§ **WORK REQUIRED**
Update all the items below by changing "largest circle" to "biggest circle" wherever it occurs, with everything else kept the same. Leave the pictures out of your answer.

§ **EXERCISE MATERIAL**

....................

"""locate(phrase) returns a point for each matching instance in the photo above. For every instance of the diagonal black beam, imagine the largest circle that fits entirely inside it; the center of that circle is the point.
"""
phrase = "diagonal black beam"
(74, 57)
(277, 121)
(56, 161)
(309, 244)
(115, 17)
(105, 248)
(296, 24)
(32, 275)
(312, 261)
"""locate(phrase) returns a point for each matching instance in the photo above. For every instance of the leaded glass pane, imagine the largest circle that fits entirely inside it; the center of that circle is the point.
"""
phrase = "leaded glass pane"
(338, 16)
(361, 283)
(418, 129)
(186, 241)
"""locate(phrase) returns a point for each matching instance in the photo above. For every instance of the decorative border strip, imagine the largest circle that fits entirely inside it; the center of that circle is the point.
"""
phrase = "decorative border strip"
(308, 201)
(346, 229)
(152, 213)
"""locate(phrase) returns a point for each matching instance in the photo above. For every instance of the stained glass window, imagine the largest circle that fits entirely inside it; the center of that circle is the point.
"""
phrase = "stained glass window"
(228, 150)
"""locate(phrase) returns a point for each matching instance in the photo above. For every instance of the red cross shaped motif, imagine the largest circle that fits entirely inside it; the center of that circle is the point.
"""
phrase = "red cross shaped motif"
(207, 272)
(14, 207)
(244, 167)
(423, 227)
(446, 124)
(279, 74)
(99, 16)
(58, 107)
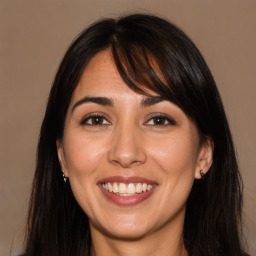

....................

§ **CORRECT RESULT**
"""locate(phrase) returns a point for each matching instance in the photo above. For every instance of the diagonal black beam, imagine the biggest circle that fits entirely inside it; the center of that circle is the point.
"""
phrase = "diagonal black beam"
(74, 57)
(277, 121)
(56, 161)
(309, 244)
(115, 17)
(105, 248)
(296, 24)
(32, 275)
(312, 261)
"""locate(phrase) returns a point for each matching instance in the photo above. For every instance of the leaded glass pane, imagine the biggest circle that fits entirely inside it; the center of that circle is the point.
"""
phrase = "leaded glass pane"
(338, 16)
(361, 283)
(418, 129)
(186, 241)
"""locate(phrase) returns a point for each matching instance in the photo above. For every instance of the decorative border strip, imagine the biggest circle that fits entirely inside it; the center of that circle is the point.
"""
phrase = "decorative border strip"
(308, 201)
(346, 229)
(152, 213)
"""locate(phrase) returns a point for each matching instance in the photo above. For every instance of the stained glass window, imagine the biggest circle that fits entirely inside it; the center of that circle is the point.
"""
phrase = "stained glass window"
(228, 150)
"""locate(phrase) returns a point for each matching instance in the photo above. For every instance of the red cross shaped motif, imagine the biggest circle that fits entirely inside it; the center of that circle is the point.
"""
phrase = "red cross shaped motif"
(207, 272)
(14, 207)
(244, 167)
(423, 227)
(446, 124)
(279, 74)
(99, 16)
(58, 107)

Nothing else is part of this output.